PROMPT A: According to the market report on stocks and the euro, by how much did ADP Employer Services say payrolls increased last month?
PROMPT B: Continue the market report on stocks and the euro from the point where it stops.

Stocks, Euro Decline on Debt Crisis Concern; U.S. Futures Drop

The Stoxx Europe 600 Index lost 0.5 percent at 8:40 a.m. in New York as UniCredit SpA, Italy’s biggest bank, tumbled for a second day. S&P 500 futures slid 0.2 percent, after fall 0.9 percent. The euro weakened 0.8 percent to $1.2838, and French 10-year bond yields rose four basis points. Hungary’s BUX index lost 2 percent.

ADP Employer Services said payrolls increased by 325,000 last month, topping the median economist forecast for growth of 178,000 jobs, while another report showed fewer Americans filed claims for unemployment insurance payments last week. France sold 10-year bonds at an average yield of 3.29 percent, up from 3.18 percent in December, and Hungary’s one-year bill yield climbed to the highest level since 2009.

“We expect the euro-zone recession to deepen early in the year and for European financial-market pressures to remain intense in the next few months,” said Dominic Wilson, chief market economist at Goldman Sachs Group Inc. in Frankfurt.

[Object pointing dataset lines]
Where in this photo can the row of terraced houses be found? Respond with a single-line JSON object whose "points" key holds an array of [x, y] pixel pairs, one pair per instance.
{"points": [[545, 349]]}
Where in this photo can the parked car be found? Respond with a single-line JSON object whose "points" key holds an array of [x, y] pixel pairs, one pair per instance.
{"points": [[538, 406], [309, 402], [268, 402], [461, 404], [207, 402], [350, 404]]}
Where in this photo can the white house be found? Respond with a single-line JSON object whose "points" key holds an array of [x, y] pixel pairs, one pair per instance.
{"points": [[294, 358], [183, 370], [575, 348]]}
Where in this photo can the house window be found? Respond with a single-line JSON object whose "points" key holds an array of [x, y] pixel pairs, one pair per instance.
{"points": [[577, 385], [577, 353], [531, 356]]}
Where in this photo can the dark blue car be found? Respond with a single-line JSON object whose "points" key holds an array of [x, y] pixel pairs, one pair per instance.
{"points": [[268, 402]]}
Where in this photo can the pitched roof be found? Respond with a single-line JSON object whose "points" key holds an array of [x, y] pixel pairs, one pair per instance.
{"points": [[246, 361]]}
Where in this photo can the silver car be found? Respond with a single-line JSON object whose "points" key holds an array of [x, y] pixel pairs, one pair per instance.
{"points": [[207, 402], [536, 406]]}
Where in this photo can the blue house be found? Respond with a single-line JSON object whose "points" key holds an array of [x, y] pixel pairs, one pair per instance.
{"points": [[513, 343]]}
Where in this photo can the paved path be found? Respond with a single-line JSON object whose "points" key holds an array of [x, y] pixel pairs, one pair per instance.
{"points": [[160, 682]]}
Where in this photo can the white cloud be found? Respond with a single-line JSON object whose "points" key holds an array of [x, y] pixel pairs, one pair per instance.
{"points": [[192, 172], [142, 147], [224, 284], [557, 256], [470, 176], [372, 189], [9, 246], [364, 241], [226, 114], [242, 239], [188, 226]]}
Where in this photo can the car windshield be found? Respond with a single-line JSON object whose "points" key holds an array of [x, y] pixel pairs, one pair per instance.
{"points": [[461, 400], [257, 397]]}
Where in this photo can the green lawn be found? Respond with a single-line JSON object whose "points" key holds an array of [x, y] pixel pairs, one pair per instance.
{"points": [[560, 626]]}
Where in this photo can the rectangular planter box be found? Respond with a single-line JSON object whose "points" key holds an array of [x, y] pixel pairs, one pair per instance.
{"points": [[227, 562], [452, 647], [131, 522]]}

REPLY A: By 325,000.

REPLY B:
Greek Prime Minister Lucas Papademos said yesterday deeper cuts in incomes and an accord on foreign aid are the only way for the country to avert economic collapse and a “disorderly default.”

The decline in the Stoxx 600 extended yesterday’s 0.6 percent drop. UniCredit slid 14 percent to the lowest level since 1992 after yesterday plunging 15 percent on plans to sell shares in a rights offer at a 43 percent discount.

Banks Decline

Societe Generale SA retreated 2.7 percent as the French bank said it plans to cut about 1,580 jobs at its corporate and investment banking unit. Banco Comercial Portugues SA and Banco Espirito Santo SA lost more than 6 percent in Lisbon.

Applications for U.S. jobless benefits decreased 15,000 in the week ended Dec. 31 to 372,000, Labor Department figures showed today. The median estimate of 38 economists in a Bloomberg News survey forecast 375,000 claims. The average over the past four weeks declined to the lowest level in more than three years.

The data comes before tomorrow’s payrolls report from the Labor Department, which is forecast to show the U.S. economy generated 150,000 jobs last month, according to an economist survey.

A separate release may show the service industry increased last month. The Institute for Supply Management’s non- manufacturing index, due for release at 10 a.m. New York time, rose to 53 in December from 52 the previous month, according to a Bloomberg survey of economists. Fifty is the dividing line between expansion and contraction in the services gauge.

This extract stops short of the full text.